* [Directions for this task]: Print out all of the records exactly; no picture belongs in the result.

Data items:
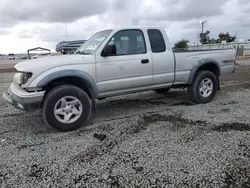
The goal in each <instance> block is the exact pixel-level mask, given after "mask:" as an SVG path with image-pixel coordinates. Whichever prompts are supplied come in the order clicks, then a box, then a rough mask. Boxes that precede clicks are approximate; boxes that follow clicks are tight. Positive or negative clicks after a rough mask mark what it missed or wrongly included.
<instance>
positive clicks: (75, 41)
mask: <svg viewBox="0 0 250 188" xmlns="http://www.w3.org/2000/svg"><path fill="white" fill-rule="evenodd" d="M84 42H86V40H76V41H63V42H60V43H59V44H57V45H56V52H61V53H63V54H72V53H74V52H75V51H76V49H77V48H79V47H80V46H81V45H82V44H83V43H84Z"/></svg>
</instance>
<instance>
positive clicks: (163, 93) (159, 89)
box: [154, 88, 171, 94]
mask: <svg viewBox="0 0 250 188" xmlns="http://www.w3.org/2000/svg"><path fill="white" fill-rule="evenodd" d="M170 89H171V88H163V89H155V90H154V92H155V93H159V94H167V93H168V92H169V90H170Z"/></svg>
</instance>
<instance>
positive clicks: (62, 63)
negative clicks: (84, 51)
mask: <svg viewBox="0 0 250 188" xmlns="http://www.w3.org/2000/svg"><path fill="white" fill-rule="evenodd" d="M94 62H95V60H94V56H93V55H79V54H76V55H75V54H74V55H60V56H50V57H44V58H39V59H32V60H27V61H23V62H20V63H18V64H16V65H15V69H16V70H17V71H21V72H34V71H37V70H39V71H44V70H47V69H51V68H53V67H57V66H63V65H71V64H72V65H73V64H74V65H75V64H82V63H84V64H85V63H87V64H91V63H94Z"/></svg>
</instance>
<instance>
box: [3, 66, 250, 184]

* [Response]:
The goal in each <instance> block is the exact pixel-level mask, given after "mask:" as an SVG path with image-pixel coordinates. Whichever prompts are supplied come in the order clicks, then a box, then a rough mask. Boxes that precede clicks are approximate; boxes that follow clicks are tight. Positive or negative clicks after a rough mask mark what it missed or wrongly included.
<instance>
positive clicks: (75, 41)
mask: <svg viewBox="0 0 250 188" xmlns="http://www.w3.org/2000/svg"><path fill="white" fill-rule="evenodd" d="M84 42H86V40H76V41H63V42H60V43H59V44H57V45H56V52H61V53H63V54H72V53H74V52H75V51H76V49H77V48H79V47H80V46H81V45H82V44H83V43H84Z"/></svg>
</instance>
<instance>
positive clicks: (163, 93) (159, 89)
box: [154, 88, 171, 94]
mask: <svg viewBox="0 0 250 188" xmlns="http://www.w3.org/2000/svg"><path fill="white" fill-rule="evenodd" d="M170 89H171V88H163V89H155V90H154V92H155V93H159V94H167V93H168V92H169V90H170Z"/></svg>
</instance>
<instance>
positive clicks: (62, 63)
negative clicks: (84, 51)
mask: <svg viewBox="0 0 250 188" xmlns="http://www.w3.org/2000/svg"><path fill="white" fill-rule="evenodd" d="M94 62H95V60H94V56H93V55H79V54H76V55H75V54H74V55H60V56H50V57H44V58H39V59H32V60H27V61H23V62H20V63H18V64H16V65H15V69H16V70H17V71H21V72H34V71H37V70H39V71H44V70H47V69H51V68H53V67H57V66H63V65H71V64H72V65H73V64H74V65H75V64H82V63H84V64H85V63H87V64H91V63H94Z"/></svg>
</instance>
<instance>
box: [3, 66, 250, 184]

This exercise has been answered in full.